* SOURCE EXCERPT *

_ _ _ _

Changes from 2.0.0-beta.2 to 2.0.0-beta.3

  • Quick release to fix that beta.2 was tagged on top of a branch, not master.

  • The msgpack trailer now properly starts with 0x90 + 4 value, not plain wrong 0x09 + 4.

  • Trailer version bumped to 1.

Changes from 2.0.0-beta.1 to 2.0.0-beta.2

  • A new vlmetalayers chunk in schunk allows to store arbitrary meta-information that is up to the user. If the schunk has an attached frame, the later will be updated accordingly too. For more info, see PR #74 and docstrings of new blosc2_update_vlmetalayer() and blosc2_get_vlmetalayer() functions.

  • Metalayers must now be attached to super-chunks, not frames. The reason is that frames are increasingly treated as a storage specifier (in-memory or disk now, but can be other means in the future), whereas the actual API for I/O (including metainfo) goes into super-chunks. See PR #75.

  • New frame format documented in README_CFRAME_FORMAT.rst. Remember that the frame format is not written in stone yet, so some changes may be introduced before getting out of beta.

  • BREAKING CHANGE: the format for frames has changed and BLOSC2_VERSION_FRAME_FORMAT is now set to 1. There is no attempt to support previous formats, but there will probably be backward compatibility support starting from version 1 on.

_ _ _ _

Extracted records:
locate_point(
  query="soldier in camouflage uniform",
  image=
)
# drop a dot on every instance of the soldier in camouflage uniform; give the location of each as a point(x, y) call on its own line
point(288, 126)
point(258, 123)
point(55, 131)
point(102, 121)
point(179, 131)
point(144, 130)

_ _ _ _

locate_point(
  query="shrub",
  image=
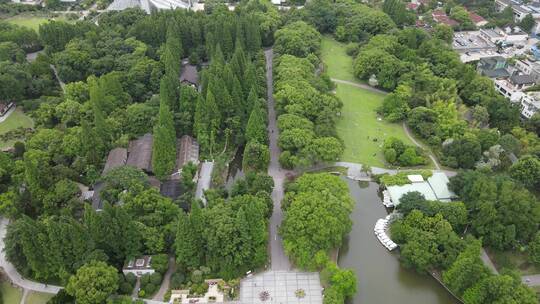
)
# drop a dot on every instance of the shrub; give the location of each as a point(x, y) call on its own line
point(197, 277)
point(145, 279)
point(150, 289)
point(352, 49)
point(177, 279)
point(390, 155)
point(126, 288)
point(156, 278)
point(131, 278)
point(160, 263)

_ _ _ _

* EXERCISE DESCRIPTION *
Retype the changelog word for word from "Changes from 2.0.0-beta.2" to "See PR #75.".

* ANSWER FOR THIS EXERCISE *
Changes from 2.0.0-beta.2 to 2.0.0-beta.3

  • Quick release to fix that beta.2 was tagged on top of a branch, not master.

  • The msgpack trailer now properly starts with 0x90 + 4 value, not plain wrong 0x09 + 4.

  • Trailer version bumped to 1.

Changes from 2.0.0-beta.1 to 2.0.0-beta.2

  • A new vlmetalayers chunk in schunk allows to store arbitrary meta-information that is up to the user. If the schunk has an attached frame, the later will be updated accordingly too. For more info, see PR #74 and docstrings of new blosc2_update_vlmetalayer() and blosc2_get_vlmetalayer() functions.

  • Metalayers must now be attached to super-chunks, not frames. The reason is that frames are increasingly treated as a storage specifier (in-memory or disk now, but can be other means in the future), whereas the actual API for I/O (including metainfo) goes into super-chunks. See PR #75.